_Page text_.
§
Novel ceramic whisker composites were produced by
hot-isostatic-pressing. The composites were based on a
silicon nitride matrix reinforced with silicon carbide
whiskers. The matrix of silicon nitride showed high strength
and fracture toughness. But the composites showed no
improvements in the bulk mechanical properties when compared
with the matrix. This was mainly due to impurities in the
whisker batch, causing defects and lower fracture toughness.
A new type of silicon carbide material was made
dense using liquid-phase sintering, and its wear behaviour
was established and compared with conventionally solid-state
sintered silicon carbides. The presence of grain boundary
phases was both an advantage and a disadvantage regarding
wear rates. At high wear rates the grain boundary phase
limits the severity, probably due to crack deflection of the
micro-fractures that occur. However, in mild wear the
limited high-temperature properties of the grain boundary
phases can be a disadvantage.
Monolithic
ceramics and composites with similar mechanical and physical
properties to the bulk showed dramatically different wear
behaviour in the tests. A newly developed, more homogeneous
grade of whisker reinforced alumina showed superior wear
resistance to the other monolithic ceramics and composites
that were considered.
A
high-speed abrasive-waterjet test was developed in the work
for wear testing, and was used to investigate the resistance
of ceramics to thermal wear. The wear was caused by thermal
spalling, oxidation, creep and plastic deformation.
Abrasive-waterjet tests were done at low inclination angles,
and newly commercialized machines were used. The tests
highlighted the influence of thermal wear in the mixing
nozzle for the abrasive and the waterjet, and the thermal
mechanisms present while machining engineering ceramics. It
was previously not known that an abrasive waterjet creates a
thermal zone when machining ceramics at the wear front and
in the mixing nozzles. The temperatures reached in the wear
zone of the test specimens were at least 1280°
C for the garnet abrasive, and 2050°
C for the alumina abrasive.
§
_Stored records_.
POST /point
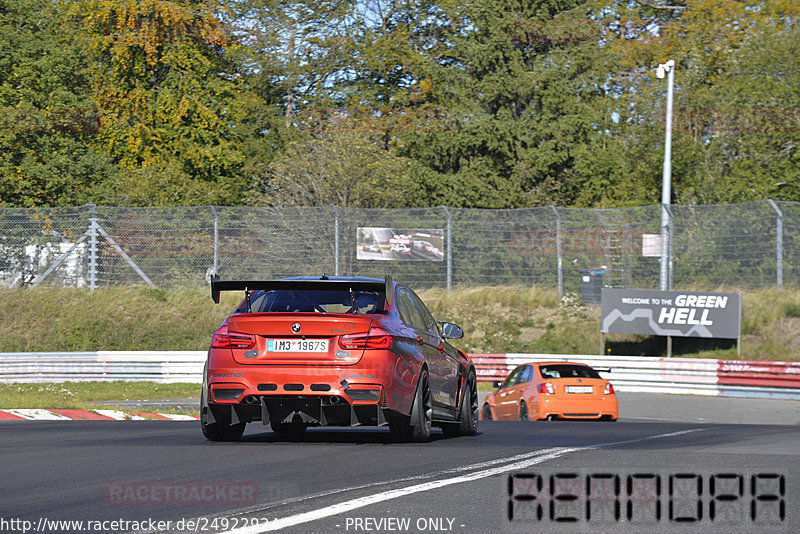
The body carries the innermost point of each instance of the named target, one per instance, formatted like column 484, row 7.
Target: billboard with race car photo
column 392, row 244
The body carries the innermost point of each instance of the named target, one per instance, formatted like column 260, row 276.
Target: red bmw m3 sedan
column 335, row 351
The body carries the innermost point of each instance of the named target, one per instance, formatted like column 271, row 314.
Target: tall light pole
column 667, row 69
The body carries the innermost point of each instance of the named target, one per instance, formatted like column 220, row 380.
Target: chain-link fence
column 738, row 245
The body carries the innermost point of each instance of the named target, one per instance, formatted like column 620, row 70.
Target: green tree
column 734, row 102
column 47, row 118
column 522, row 88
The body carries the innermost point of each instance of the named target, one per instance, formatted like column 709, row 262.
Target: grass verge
column 91, row 395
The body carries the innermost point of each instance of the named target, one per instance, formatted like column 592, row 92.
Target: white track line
column 347, row 506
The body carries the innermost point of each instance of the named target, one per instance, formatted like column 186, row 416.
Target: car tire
column 416, row 427
column 523, row 412
column 467, row 424
column 221, row 429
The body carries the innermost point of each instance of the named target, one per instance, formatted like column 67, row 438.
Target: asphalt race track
column 641, row 474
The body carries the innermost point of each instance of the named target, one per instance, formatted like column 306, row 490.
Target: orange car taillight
column 546, row 388
column 377, row 338
column 224, row 339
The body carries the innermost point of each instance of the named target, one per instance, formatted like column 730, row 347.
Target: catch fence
column 737, row 245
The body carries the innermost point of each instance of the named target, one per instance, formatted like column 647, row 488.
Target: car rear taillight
column 546, row 388
column 377, row 338
column 224, row 339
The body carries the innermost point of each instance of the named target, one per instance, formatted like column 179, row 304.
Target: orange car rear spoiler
column 218, row 285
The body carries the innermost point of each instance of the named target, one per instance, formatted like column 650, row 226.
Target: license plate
column 579, row 389
column 297, row 345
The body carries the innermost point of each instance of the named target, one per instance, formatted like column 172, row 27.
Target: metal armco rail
column 734, row 378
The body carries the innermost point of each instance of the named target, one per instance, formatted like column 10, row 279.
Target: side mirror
column 452, row 331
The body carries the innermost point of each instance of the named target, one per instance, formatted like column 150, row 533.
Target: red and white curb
column 38, row 414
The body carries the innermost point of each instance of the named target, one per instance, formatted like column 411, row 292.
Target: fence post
column 449, row 249
column 336, row 240
column 558, row 253
column 779, row 245
column 216, row 240
column 93, row 251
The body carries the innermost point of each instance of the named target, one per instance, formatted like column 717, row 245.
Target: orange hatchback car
column 552, row 390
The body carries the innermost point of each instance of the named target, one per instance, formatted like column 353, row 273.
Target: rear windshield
column 314, row 300
column 567, row 371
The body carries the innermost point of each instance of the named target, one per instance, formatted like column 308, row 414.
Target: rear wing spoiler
column 218, row 285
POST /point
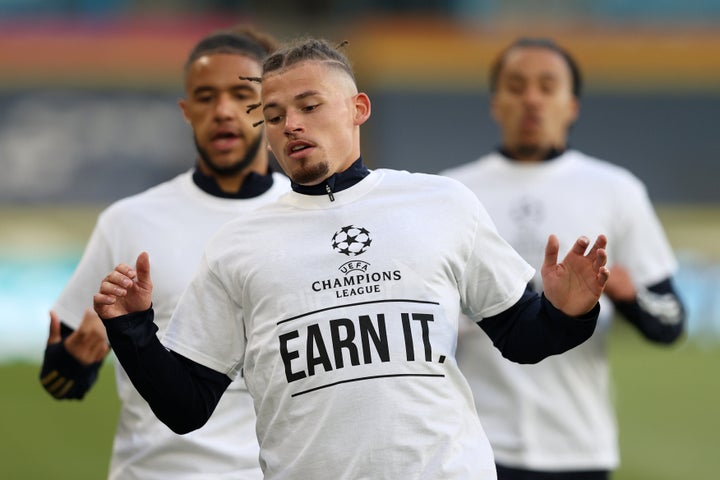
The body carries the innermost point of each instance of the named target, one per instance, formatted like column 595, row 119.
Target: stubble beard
column 312, row 175
column 235, row 168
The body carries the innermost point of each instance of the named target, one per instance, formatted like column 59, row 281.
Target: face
column 312, row 117
column 533, row 103
column 216, row 107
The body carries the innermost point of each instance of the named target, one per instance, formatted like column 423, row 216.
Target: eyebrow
column 299, row 96
column 210, row 88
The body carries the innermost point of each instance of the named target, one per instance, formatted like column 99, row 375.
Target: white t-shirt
column 343, row 316
column 558, row 414
column 172, row 222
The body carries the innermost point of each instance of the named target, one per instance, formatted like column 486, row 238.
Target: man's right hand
column 88, row 344
column 125, row 290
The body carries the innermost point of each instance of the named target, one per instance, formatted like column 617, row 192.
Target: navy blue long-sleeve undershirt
column 183, row 394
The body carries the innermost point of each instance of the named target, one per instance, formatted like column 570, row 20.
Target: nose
column 532, row 95
column 224, row 108
column 293, row 123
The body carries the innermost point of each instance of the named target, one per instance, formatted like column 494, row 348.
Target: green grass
column 668, row 404
column 43, row 438
column 667, row 400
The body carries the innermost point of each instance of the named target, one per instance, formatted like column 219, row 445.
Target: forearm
column 62, row 376
column 533, row 329
column 656, row 312
column 181, row 393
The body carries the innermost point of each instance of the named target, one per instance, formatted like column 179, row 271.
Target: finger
column 100, row 300
column 551, row 251
column 90, row 318
column 580, row 245
column 54, row 336
column 603, row 276
column 142, row 266
column 600, row 242
column 121, row 279
column 600, row 258
column 112, row 289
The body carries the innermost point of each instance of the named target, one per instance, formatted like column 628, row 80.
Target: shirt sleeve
column 207, row 324
column 494, row 276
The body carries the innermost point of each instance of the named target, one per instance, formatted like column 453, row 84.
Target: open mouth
column 224, row 140
column 298, row 146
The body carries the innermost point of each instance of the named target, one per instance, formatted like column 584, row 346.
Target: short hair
column 238, row 40
column 308, row 49
column 547, row 44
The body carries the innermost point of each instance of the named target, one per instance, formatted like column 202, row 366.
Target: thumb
column 54, row 336
column 551, row 251
column 142, row 268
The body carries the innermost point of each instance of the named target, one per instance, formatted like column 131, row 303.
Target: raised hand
column 574, row 286
column 125, row 290
column 88, row 344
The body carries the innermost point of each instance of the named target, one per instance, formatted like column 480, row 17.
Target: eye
column 515, row 86
column 273, row 120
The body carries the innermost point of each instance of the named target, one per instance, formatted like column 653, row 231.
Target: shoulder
column 616, row 175
column 474, row 167
column 147, row 198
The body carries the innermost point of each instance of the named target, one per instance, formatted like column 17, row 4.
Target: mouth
column 298, row 148
column 530, row 122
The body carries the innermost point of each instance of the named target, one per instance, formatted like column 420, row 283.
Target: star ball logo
column 351, row 240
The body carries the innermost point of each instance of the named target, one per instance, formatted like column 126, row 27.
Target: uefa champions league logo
column 351, row 240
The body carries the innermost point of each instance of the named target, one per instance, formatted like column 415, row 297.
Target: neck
column 537, row 155
column 336, row 182
column 250, row 184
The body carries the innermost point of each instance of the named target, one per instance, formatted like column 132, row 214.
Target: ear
column 362, row 108
column 183, row 106
column 575, row 113
column 493, row 109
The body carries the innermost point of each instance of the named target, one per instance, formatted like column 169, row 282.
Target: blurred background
column 88, row 114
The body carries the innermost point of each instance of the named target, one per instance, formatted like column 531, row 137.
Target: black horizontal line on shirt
column 360, row 379
column 391, row 300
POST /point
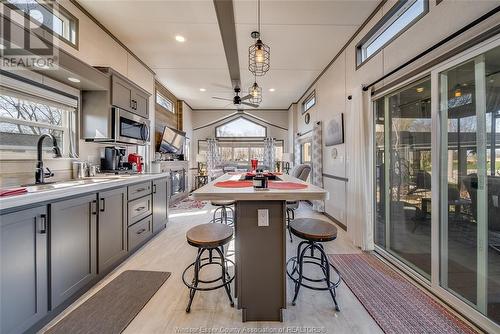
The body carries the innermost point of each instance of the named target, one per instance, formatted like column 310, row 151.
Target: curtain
§
_Short problem 1_.
Name every mechanism the ceramic wear text gives as a cause of the thermal wear seen in the high-speed abrasive-waterjet test.
_Short problem 2_.
Carry on the text about ceramic composites and wear testing from the point where it ends.

_Exercise response 1_.
Thermal spalling, oxidation, creep, and plastic deformation.

_Exercise response 2_.
In
scratch testing with diamond tips the presence of four
different wear regimes was established for ceramics. On the
tested materials a transition was seen from entirely ductile
deformation at low loads, towards catastrophic brittle
fractures at high loads. In scratch testing some materials,
such as a hot-isostatic-pressed silicon nitride composite,
showed much higher resistance to the initiation of brittle
fracture.
Ceramic
composites reinforced with long fibres were studied to rank
their sensitivity to particle impact. The test showed that
composites with silicon carbide spheres on the surface were
more resistant to the impact of abrasive particles. The
spheres were present from the manufacturing process
(chemical vapour infiltration).
A
study of thrust bearings was performed to compare all-steel
bearings with hybrid ones. The hybrid bearing was of the
same type as the all-steel one except the balls were of
silicon nitride. The influence of contaminants in the
bearings was investigated for fairly soft micron-sized (0.1
5 µm titania) and macro-sized (75– 100 µm quartz)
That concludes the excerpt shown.